__WHAT TO WORK ON__:
Copy each line of the records that holds the string "below".

__INFORMATION PROVIDED__:
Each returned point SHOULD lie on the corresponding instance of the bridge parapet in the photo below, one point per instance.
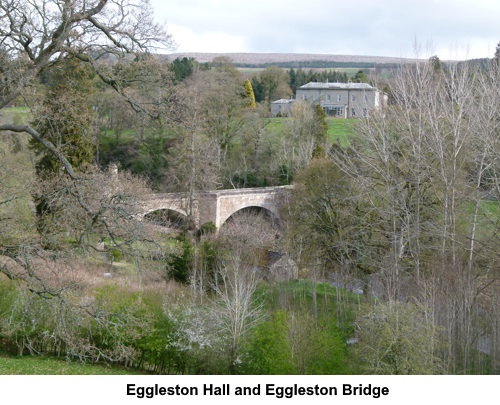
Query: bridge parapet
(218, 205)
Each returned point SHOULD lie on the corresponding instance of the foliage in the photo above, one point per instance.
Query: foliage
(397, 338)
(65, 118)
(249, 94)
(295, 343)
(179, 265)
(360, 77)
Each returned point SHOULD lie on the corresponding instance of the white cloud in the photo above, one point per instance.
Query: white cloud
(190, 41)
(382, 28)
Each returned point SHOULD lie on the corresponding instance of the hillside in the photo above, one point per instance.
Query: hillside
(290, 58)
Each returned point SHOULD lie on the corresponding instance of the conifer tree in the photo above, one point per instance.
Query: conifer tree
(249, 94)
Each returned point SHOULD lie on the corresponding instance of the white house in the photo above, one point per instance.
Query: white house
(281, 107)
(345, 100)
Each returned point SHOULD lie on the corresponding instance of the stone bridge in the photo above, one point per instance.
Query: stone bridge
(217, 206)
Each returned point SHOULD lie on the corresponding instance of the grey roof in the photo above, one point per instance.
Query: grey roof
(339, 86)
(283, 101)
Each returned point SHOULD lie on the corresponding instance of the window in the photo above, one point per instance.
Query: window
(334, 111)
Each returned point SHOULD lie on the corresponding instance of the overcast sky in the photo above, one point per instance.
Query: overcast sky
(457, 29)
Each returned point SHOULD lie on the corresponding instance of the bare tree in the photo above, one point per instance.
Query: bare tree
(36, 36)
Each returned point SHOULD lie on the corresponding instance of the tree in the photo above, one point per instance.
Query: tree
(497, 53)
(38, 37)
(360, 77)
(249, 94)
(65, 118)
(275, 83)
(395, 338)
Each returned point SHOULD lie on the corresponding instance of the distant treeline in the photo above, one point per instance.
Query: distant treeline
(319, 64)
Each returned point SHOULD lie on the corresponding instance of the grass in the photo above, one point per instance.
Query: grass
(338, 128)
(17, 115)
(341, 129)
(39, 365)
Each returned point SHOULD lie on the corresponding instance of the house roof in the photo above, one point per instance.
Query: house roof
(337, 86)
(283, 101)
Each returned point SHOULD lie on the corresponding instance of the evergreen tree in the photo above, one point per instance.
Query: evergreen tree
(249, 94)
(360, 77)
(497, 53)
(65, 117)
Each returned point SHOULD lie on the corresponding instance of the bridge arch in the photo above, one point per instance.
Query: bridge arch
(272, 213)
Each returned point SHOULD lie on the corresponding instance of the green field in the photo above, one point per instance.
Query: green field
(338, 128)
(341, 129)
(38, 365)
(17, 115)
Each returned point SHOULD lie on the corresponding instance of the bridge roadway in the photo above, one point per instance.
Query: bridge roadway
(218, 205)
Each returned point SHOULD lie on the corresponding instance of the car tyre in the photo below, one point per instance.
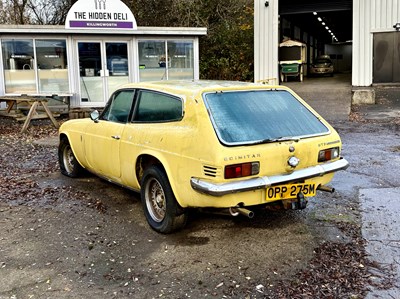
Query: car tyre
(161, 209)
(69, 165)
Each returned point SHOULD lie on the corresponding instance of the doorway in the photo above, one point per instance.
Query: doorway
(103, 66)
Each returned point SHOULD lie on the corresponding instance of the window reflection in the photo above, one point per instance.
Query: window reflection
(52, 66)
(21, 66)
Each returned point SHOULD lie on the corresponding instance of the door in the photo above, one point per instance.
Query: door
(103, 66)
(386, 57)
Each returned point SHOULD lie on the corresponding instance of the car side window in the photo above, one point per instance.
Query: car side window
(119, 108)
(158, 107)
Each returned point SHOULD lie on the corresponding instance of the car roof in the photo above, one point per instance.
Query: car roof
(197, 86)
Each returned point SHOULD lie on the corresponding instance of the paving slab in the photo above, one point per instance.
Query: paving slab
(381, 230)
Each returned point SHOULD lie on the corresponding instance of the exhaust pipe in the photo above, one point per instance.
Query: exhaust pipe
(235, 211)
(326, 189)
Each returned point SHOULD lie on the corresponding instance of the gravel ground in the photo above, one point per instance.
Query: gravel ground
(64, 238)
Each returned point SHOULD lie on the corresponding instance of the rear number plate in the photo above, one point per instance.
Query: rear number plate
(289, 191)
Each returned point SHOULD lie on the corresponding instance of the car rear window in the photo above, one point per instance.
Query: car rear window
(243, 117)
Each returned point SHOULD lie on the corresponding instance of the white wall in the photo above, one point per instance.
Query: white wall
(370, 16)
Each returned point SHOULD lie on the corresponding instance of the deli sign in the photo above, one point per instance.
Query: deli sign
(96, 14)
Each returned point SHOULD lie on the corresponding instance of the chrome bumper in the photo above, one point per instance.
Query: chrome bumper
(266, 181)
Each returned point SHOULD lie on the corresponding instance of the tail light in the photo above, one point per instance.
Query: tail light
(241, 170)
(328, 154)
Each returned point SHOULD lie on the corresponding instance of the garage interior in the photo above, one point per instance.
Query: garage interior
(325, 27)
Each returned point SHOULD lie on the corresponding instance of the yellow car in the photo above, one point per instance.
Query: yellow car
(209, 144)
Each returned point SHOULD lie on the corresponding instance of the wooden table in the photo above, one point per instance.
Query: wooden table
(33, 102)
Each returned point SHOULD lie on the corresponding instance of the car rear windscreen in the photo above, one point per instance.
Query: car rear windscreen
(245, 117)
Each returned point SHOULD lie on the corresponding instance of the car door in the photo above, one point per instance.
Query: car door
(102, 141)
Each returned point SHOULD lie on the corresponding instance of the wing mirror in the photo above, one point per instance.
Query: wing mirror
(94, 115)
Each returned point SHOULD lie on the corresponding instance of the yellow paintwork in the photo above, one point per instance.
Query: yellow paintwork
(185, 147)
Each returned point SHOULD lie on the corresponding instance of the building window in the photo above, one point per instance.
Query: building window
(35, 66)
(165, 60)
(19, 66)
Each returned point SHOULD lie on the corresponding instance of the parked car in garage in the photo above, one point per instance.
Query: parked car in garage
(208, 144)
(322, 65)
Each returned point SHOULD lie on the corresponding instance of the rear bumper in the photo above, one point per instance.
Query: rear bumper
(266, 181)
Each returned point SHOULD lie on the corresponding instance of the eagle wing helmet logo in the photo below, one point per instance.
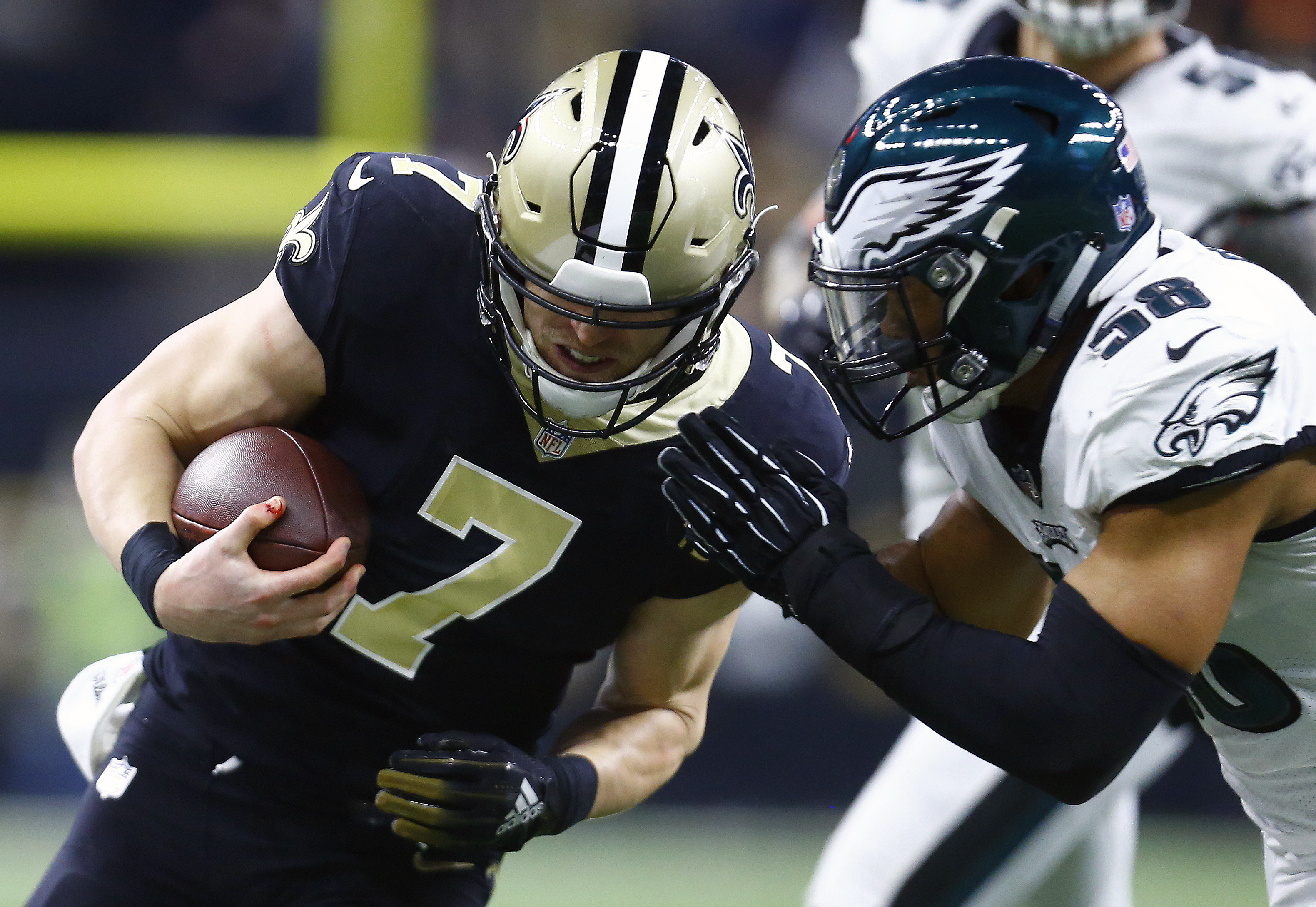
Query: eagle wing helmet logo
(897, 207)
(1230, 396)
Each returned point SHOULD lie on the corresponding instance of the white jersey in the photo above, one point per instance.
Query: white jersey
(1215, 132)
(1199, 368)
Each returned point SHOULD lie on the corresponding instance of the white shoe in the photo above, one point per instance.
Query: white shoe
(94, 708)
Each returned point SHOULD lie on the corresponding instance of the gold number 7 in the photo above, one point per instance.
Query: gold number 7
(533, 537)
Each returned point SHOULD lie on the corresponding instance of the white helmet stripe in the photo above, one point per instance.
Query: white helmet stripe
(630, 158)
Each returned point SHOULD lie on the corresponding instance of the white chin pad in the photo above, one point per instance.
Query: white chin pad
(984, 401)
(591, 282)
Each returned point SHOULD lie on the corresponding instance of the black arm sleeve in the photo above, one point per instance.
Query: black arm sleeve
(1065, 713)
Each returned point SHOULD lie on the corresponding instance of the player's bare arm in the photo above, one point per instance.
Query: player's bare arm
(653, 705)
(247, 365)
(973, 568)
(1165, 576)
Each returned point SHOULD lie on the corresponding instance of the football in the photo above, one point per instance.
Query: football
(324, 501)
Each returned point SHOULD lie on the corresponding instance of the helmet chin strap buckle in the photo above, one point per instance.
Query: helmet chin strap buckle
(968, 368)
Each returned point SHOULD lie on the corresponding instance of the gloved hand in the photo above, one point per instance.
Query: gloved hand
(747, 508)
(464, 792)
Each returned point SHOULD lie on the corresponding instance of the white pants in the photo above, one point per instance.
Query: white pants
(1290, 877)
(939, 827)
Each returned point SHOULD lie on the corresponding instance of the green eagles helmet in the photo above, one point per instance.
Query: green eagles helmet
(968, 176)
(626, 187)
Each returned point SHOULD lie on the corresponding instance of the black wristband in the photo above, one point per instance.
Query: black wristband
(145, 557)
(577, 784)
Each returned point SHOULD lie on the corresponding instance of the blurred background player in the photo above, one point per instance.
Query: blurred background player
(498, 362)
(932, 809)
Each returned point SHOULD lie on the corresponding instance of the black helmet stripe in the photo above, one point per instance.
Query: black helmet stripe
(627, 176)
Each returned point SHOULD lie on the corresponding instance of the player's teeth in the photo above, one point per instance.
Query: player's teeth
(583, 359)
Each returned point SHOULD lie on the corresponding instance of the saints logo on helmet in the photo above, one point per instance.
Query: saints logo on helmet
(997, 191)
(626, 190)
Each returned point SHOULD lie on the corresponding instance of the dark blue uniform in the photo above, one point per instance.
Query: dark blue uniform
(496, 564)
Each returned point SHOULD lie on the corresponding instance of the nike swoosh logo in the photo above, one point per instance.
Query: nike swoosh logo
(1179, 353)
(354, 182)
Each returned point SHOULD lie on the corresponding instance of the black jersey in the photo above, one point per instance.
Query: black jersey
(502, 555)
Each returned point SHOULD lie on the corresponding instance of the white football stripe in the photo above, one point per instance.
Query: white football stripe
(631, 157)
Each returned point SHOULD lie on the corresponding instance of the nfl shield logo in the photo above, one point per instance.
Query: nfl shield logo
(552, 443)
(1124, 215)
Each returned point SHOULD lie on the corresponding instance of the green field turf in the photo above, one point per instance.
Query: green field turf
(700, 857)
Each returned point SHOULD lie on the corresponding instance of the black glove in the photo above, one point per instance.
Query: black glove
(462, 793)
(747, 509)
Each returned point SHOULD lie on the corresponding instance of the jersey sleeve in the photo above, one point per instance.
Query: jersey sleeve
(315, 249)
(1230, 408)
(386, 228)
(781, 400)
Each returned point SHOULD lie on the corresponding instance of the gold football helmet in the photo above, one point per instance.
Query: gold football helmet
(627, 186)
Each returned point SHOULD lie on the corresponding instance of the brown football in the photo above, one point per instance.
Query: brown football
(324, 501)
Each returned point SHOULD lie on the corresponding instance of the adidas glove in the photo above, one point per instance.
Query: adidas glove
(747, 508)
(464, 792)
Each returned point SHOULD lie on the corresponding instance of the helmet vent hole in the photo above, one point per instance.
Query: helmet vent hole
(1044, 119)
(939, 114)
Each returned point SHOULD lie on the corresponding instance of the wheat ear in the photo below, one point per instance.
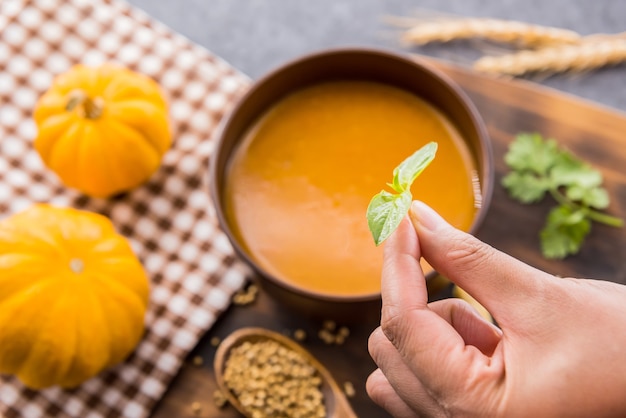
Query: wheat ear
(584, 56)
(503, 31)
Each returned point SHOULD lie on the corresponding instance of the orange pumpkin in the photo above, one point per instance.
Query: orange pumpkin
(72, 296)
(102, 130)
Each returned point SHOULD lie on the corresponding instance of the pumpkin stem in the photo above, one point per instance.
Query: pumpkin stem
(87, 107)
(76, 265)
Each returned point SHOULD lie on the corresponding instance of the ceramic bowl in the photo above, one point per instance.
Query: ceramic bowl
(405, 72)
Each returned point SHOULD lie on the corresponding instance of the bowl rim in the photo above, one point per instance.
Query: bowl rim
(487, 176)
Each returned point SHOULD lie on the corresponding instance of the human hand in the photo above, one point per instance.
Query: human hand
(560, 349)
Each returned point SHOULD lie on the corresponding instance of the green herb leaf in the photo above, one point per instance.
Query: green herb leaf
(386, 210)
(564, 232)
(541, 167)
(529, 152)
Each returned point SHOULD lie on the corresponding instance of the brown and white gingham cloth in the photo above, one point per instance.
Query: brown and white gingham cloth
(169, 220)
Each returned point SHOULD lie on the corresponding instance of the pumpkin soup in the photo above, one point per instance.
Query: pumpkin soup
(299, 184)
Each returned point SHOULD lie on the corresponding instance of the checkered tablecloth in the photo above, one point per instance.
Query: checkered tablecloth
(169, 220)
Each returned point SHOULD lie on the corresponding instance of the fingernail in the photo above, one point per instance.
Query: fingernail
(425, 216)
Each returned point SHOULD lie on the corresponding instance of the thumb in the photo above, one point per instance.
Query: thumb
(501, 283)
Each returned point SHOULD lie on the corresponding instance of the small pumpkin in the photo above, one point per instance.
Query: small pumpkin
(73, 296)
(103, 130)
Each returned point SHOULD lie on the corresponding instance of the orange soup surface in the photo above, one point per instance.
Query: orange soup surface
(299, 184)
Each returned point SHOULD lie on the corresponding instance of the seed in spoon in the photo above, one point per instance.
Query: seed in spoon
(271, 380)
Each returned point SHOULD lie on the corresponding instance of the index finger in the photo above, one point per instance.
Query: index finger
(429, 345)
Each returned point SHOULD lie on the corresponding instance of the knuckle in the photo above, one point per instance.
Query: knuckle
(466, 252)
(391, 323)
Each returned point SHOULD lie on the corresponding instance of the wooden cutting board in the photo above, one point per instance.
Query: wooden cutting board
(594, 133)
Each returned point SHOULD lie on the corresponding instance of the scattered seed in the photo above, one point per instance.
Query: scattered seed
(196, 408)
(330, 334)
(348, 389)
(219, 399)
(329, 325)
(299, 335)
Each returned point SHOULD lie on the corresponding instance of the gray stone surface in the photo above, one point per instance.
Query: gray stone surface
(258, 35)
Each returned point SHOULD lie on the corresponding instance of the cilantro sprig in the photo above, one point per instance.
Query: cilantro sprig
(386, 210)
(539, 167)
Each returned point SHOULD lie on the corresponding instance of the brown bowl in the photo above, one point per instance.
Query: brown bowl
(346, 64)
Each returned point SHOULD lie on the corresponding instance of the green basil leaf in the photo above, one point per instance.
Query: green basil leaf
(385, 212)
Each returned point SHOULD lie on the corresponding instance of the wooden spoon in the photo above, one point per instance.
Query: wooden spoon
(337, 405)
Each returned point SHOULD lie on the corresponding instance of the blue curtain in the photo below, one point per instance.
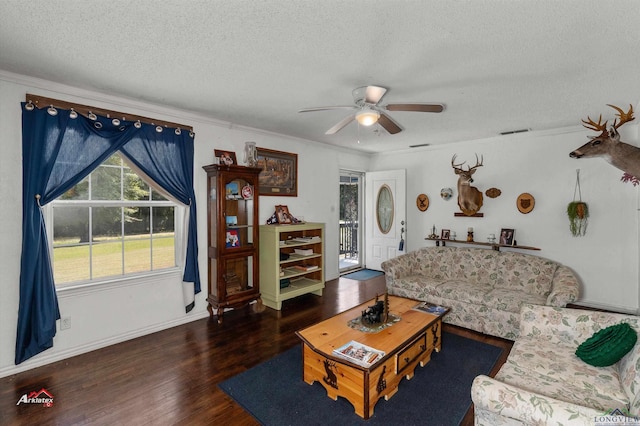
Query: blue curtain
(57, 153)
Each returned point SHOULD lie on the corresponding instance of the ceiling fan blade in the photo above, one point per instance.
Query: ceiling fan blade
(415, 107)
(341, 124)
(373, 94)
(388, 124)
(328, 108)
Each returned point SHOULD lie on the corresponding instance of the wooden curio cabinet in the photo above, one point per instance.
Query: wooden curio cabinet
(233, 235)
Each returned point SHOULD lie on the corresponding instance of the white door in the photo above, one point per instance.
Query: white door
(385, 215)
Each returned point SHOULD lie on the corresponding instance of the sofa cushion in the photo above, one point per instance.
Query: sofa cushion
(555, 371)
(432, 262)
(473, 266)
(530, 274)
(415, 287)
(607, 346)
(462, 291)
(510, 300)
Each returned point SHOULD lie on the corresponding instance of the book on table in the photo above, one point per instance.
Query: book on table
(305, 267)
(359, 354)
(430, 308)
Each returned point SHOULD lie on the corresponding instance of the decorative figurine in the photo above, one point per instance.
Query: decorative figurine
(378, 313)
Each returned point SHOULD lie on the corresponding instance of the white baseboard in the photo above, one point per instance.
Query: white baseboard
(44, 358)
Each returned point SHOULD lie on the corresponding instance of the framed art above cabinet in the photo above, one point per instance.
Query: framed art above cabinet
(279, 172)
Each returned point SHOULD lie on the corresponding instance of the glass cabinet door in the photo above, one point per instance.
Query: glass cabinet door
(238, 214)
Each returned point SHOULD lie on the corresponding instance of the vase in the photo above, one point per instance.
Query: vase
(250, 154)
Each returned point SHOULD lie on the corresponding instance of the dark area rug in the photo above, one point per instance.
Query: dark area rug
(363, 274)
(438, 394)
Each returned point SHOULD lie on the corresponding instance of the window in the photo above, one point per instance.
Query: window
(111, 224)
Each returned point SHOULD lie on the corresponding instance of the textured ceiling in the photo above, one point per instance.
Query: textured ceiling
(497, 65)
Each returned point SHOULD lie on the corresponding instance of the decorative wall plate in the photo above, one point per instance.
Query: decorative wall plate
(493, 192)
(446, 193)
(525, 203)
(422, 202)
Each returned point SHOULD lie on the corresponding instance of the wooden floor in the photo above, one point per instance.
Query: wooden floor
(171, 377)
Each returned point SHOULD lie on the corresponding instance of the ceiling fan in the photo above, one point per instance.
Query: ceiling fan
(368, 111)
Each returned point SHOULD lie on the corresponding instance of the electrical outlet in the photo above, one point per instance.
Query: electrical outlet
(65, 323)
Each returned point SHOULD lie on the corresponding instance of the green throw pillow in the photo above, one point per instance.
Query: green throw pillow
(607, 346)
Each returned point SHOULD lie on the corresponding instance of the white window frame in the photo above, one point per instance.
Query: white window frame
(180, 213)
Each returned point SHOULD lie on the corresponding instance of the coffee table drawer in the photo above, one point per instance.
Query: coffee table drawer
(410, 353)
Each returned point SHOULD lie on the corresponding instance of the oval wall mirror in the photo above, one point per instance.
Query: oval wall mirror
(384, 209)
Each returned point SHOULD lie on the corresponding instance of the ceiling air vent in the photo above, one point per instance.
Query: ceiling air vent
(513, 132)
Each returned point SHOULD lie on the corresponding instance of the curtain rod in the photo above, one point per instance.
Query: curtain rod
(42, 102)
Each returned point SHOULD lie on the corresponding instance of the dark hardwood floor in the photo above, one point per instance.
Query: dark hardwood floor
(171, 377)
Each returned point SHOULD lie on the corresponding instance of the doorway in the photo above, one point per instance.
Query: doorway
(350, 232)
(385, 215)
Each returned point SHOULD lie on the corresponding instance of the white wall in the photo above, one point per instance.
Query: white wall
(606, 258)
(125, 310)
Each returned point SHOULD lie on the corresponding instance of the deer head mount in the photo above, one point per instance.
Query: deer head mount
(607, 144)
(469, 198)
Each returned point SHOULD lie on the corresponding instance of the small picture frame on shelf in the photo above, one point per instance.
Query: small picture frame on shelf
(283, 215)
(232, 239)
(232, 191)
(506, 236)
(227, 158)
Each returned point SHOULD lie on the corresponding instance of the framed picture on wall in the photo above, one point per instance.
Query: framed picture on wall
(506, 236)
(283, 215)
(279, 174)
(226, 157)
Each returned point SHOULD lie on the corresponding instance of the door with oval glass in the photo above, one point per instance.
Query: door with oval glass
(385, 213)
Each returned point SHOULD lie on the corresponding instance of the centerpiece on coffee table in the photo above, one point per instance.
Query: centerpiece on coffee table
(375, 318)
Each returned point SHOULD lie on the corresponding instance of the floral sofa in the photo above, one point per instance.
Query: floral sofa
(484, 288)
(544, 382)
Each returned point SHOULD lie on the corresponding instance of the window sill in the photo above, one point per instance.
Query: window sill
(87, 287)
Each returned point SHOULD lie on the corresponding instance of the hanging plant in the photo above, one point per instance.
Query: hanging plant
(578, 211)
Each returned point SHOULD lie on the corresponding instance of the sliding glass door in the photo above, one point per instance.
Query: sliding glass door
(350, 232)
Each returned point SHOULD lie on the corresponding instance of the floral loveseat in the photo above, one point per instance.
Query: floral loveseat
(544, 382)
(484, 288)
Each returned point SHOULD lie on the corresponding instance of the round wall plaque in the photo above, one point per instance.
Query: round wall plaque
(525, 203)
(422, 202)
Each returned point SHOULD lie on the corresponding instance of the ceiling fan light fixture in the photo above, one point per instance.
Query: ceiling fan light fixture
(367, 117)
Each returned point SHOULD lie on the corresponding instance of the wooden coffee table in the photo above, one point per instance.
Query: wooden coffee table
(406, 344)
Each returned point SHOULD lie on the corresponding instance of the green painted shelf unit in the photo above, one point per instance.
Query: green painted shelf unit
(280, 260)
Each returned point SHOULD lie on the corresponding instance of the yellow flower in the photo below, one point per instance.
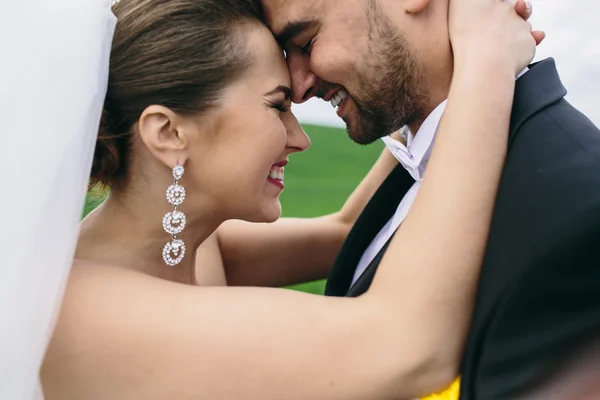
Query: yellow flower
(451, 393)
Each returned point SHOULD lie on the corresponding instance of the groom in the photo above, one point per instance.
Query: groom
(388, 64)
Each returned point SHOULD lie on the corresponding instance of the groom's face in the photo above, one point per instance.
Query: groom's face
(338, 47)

__REPLY__:
Each returned point SHOULD lie on the corresponding instance of the bridge parapet in the photo below, one point per instance.
Each returned point SHOULD lie on the corresponding instance of the car tyre in the photo below, one point per instance.
Each returned point SHOULD lie on the corresponding instance of the eagle wing helmet logo in the photo below, one point per instance.
Each returned point SHOULD lie on the corresponding instance of the wheat ear in the photo below, one point per instance.
Each returned point SHOULD lie on the corresponding instance of the blue curtain in the photo below, one point per instance.
Each returned point SHOULD lie on the corresponding instance of the yellow flower in the photo below, one point per instance.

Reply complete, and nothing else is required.